_EXCERPTED PASSAGE_
[BEGIN]

For over 55 years, official public and parish notices and other matters requiring to be brought to the attention of the public have been published within The Jersey Gazette.
Official notices include enactments made by the States of Jersey and the dates of forthcoming parish assemblies and elections. Notices inform businesses of the deadlines for making their manpower returns, they notify car and boat owners of the impending removal of their vehicle or vessel, and advertise when trading units become available in the markets.
Planning applications and appeals, transport and parking matters, events and many more categories of information can be found. Notices also extend to our utility companies and organisations such as the Jersey Financial Services Commission.
The Official Publications (Jersey) Law 1960 designates that the, “Jersey Gazette shall be published in an English language newspaper circulating in Jersey,” and the Jersey Gazette Act 1960 designates the Jersey Evening Post as the newspaper in which the Jersey Gazette shall be published. The Jersey Gazette Act came into force on 1 December 1960.
Each year, thousands of column centimetres are published in The Jersey Gazette, and this trusted information is used on a daily basis by a wide range of people and organisations.
Our challenge is to transform The Jersey Gazette from a printed publication to an online service.
What would be achieved by putting the Gazette online?
This project has two objectives: to improve the information service to the public and to deliver cost savings.
Rather than publish Gazette notices exclusively in the Jersey Evening Post there is now a requirement for notices to be more freely available, to make them easier to search and retrieve beyond the date they were published, and to allow users the option to subscribe to an email alert when a notice that might be relevant to them is added.

[END]

_SET TASK_
According to the text on The Jersey Gazette, which newspaper does the Jersey Gazette Act 1960 designate for publishing the Gazette?

_SUPPLIED RECORDS_
[BEGIN]

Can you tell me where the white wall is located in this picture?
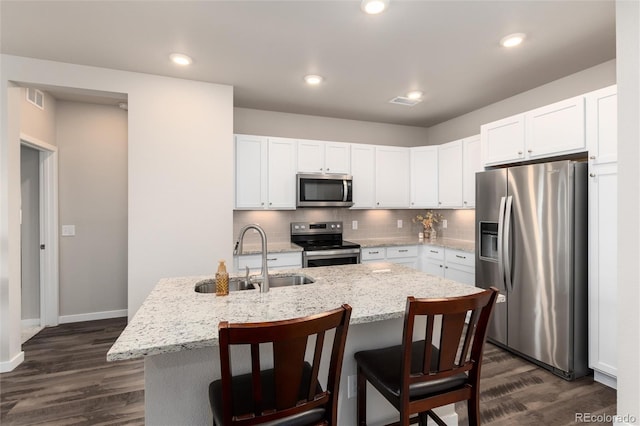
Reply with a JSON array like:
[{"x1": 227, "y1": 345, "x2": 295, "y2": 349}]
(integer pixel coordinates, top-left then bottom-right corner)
[
  {"x1": 233, "y1": 108, "x2": 427, "y2": 146},
  {"x1": 56, "y1": 101, "x2": 127, "y2": 322},
  {"x1": 0, "y1": 55, "x2": 233, "y2": 368},
  {"x1": 427, "y1": 60, "x2": 616, "y2": 145},
  {"x1": 616, "y1": 0, "x2": 640, "y2": 424}
]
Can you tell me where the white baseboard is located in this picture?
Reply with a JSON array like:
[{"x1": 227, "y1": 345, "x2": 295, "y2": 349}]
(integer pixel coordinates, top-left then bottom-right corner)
[
  {"x1": 0, "y1": 351, "x2": 24, "y2": 373},
  {"x1": 59, "y1": 309, "x2": 127, "y2": 324},
  {"x1": 20, "y1": 318, "x2": 40, "y2": 328}
]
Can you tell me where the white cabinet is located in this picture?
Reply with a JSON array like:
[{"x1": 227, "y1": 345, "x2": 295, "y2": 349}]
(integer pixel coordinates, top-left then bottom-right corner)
[
  {"x1": 376, "y1": 146, "x2": 410, "y2": 208},
  {"x1": 409, "y1": 146, "x2": 438, "y2": 208},
  {"x1": 589, "y1": 163, "x2": 618, "y2": 387},
  {"x1": 234, "y1": 252, "x2": 302, "y2": 274},
  {"x1": 462, "y1": 135, "x2": 483, "y2": 208},
  {"x1": 480, "y1": 96, "x2": 586, "y2": 166},
  {"x1": 585, "y1": 86, "x2": 618, "y2": 165},
  {"x1": 235, "y1": 135, "x2": 296, "y2": 210},
  {"x1": 297, "y1": 140, "x2": 351, "y2": 174},
  {"x1": 438, "y1": 140, "x2": 462, "y2": 208},
  {"x1": 351, "y1": 144, "x2": 376, "y2": 209}
]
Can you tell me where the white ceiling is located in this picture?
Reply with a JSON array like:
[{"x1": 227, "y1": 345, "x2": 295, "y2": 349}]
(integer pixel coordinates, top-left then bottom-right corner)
[{"x1": 0, "y1": 0, "x2": 615, "y2": 127}]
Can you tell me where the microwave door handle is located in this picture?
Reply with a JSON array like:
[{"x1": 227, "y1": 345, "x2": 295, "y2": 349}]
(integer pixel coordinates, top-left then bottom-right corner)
[{"x1": 498, "y1": 197, "x2": 507, "y2": 290}]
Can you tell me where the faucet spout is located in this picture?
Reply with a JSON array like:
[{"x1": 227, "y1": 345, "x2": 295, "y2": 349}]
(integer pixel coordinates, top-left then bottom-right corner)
[{"x1": 233, "y1": 224, "x2": 269, "y2": 293}]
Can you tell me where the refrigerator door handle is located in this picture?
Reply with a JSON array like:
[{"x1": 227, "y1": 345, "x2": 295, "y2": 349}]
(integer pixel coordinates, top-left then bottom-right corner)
[
  {"x1": 498, "y1": 197, "x2": 507, "y2": 289},
  {"x1": 502, "y1": 195, "x2": 513, "y2": 292}
]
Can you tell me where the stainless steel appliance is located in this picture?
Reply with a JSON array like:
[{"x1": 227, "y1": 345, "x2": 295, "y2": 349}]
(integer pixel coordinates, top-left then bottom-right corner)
[
  {"x1": 296, "y1": 173, "x2": 353, "y2": 207},
  {"x1": 476, "y1": 161, "x2": 588, "y2": 379},
  {"x1": 291, "y1": 222, "x2": 360, "y2": 268}
]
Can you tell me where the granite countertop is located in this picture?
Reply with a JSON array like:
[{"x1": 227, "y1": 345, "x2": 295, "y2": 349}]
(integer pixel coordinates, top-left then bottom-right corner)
[
  {"x1": 107, "y1": 262, "x2": 481, "y2": 361},
  {"x1": 350, "y1": 237, "x2": 476, "y2": 253}
]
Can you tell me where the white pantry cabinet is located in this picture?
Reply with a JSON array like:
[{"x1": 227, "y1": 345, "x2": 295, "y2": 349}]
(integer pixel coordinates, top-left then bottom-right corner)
[
  {"x1": 235, "y1": 135, "x2": 296, "y2": 210},
  {"x1": 376, "y1": 146, "x2": 411, "y2": 209},
  {"x1": 438, "y1": 139, "x2": 462, "y2": 208},
  {"x1": 462, "y1": 135, "x2": 484, "y2": 208},
  {"x1": 298, "y1": 139, "x2": 351, "y2": 174},
  {"x1": 351, "y1": 144, "x2": 376, "y2": 209},
  {"x1": 409, "y1": 146, "x2": 438, "y2": 208},
  {"x1": 480, "y1": 96, "x2": 586, "y2": 166}
]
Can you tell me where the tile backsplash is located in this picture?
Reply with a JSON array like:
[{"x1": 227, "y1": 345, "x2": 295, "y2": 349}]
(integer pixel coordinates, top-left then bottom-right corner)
[{"x1": 233, "y1": 208, "x2": 475, "y2": 242}]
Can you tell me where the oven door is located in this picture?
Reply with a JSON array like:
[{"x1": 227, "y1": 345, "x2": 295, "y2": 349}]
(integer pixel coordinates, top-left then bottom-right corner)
[{"x1": 302, "y1": 249, "x2": 360, "y2": 268}]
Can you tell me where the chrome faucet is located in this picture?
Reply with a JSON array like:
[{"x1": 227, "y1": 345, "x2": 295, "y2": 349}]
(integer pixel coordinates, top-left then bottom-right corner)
[{"x1": 233, "y1": 224, "x2": 269, "y2": 293}]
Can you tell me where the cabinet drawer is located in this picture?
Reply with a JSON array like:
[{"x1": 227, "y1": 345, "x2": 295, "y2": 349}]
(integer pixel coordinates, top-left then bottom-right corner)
[
  {"x1": 422, "y1": 246, "x2": 444, "y2": 260},
  {"x1": 387, "y1": 246, "x2": 418, "y2": 259},
  {"x1": 360, "y1": 247, "x2": 387, "y2": 261},
  {"x1": 445, "y1": 249, "x2": 476, "y2": 267}
]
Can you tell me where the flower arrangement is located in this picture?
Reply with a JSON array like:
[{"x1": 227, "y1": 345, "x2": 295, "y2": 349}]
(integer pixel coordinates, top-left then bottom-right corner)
[{"x1": 413, "y1": 210, "x2": 443, "y2": 231}]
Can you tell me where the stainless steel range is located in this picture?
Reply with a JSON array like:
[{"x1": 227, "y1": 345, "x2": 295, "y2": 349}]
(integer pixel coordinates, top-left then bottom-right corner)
[{"x1": 291, "y1": 222, "x2": 360, "y2": 268}]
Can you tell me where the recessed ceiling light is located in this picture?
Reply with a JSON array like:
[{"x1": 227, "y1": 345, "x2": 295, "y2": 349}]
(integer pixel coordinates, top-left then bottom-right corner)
[
  {"x1": 304, "y1": 74, "x2": 324, "y2": 86},
  {"x1": 360, "y1": 0, "x2": 389, "y2": 15},
  {"x1": 500, "y1": 33, "x2": 526, "y2": 47},
  {"x1": 407, "y1": 90, "x2": 424, "y2": 100},
  {"x1": 169, "y1": 53, "x2": 193, "y2": 65}
]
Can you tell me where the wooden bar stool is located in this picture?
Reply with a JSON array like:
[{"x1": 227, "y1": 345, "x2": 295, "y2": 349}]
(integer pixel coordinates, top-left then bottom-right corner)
[
  {"x1": 209, "y1": 304, "x2": 351, "y2": 426},
  {"x1": 354, "y1": 287, "x2": 498, "y2": 426}
]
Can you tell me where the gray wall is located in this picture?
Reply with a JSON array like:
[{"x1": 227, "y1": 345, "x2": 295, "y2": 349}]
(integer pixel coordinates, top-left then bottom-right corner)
[
  {"x1": 427, "y1": 60, "x2": 616, "y2": 145},
  {"x1": 20, "y1": 88, "x2": 57, "y2": 145},
  {"x1": 57, "y1": 101, "x2": 127, "y2": 320},
  {"x1": 20, "y1": 146, "x2": 40, "y2": 320},
  {"x1": 233, "y1": 108, "x2": 427, "y2": 146}
]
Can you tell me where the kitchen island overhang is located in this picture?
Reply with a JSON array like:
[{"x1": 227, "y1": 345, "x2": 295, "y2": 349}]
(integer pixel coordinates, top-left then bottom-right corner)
[{"x1": 107, "y1": 263, "x2": 482, "y2": 426}]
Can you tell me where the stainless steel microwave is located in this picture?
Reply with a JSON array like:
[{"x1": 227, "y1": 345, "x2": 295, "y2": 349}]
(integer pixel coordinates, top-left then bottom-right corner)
[{"x1": 296, "y1": 173, "x2": 353, "y2": 207}]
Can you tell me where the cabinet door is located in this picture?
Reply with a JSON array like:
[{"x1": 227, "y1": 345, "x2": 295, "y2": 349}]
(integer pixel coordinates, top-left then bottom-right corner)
[
  {"x1": 376, "y1": 146, "x2": 410, "y2": 208},
  {"x1": 525, "y1": 96, "x2": 586, "y2": 159},
  {"x1": 462, "y1": 135, "x2": 483, "y2": 208},
  {"x1": 585, "y1": 86, "x2": 618, "y2": 164},
  {"x1": 480, "y1": 114, "x2": 525, "y2": 166},
  {"x1": 438, "y1": 140, "x2": 462, "y2": 208},
  {"x1": 235, "y1": 135, "x2": 268, "y2": 209},
  {"x1": 351, "y1": 144, "x2": 376, "y2": 209},
  {"x1": 298, "y1": 140, "x2": 324, "y2": 173},
  {"x1": 409, "y1": 146, "x2": 438, "y2": 208},
  {"x1": 268, "y1": 138, "x2": 296, "y2": 210},
  {"x1": 324, "y1": 142, "x2": 351, "y2": 175},
  {"x1": 589, "y1": 164, "x2": 618, "y2": 377}
]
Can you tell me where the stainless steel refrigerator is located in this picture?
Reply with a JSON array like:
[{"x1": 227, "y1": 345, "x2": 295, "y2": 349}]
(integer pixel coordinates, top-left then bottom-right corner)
[{"x1": 476, "y1": 161, "x2": 588, "y2": 379}]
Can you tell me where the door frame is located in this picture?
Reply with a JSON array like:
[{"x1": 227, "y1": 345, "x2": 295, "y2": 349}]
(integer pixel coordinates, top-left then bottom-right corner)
[{"x1": 20, "y1": 133, "x2": 59, "y2": 327}]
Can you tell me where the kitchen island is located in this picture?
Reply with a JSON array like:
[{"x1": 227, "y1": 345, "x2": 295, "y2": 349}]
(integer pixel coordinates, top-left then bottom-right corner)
[{"x1": 107, "y1": 263, "x2": 480, "y2": 426}]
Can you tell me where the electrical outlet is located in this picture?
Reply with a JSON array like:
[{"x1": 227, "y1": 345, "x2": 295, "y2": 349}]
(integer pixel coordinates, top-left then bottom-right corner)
[{"x1": 347, "y1": 374, "x2": 358, "y2": 399}]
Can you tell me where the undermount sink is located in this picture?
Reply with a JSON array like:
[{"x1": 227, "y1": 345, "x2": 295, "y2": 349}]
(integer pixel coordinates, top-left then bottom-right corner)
[{"x1": 195, "y1": 274, "x2": 315, "y2": 293}]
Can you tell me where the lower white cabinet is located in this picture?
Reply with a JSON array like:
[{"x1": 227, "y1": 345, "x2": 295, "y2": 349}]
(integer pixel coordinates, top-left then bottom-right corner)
[
  {"x1": 233, "y1": 252, "x2": 302, "y2": 274},
  {"x1": 589, "y1": 163, "x2": 618, "y2": 388},
  {"x1": 420, "y1": 245, "x2": 476, "y2": 286}
]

[END]

_FINISHED TASK_
The Jersey Evening Post.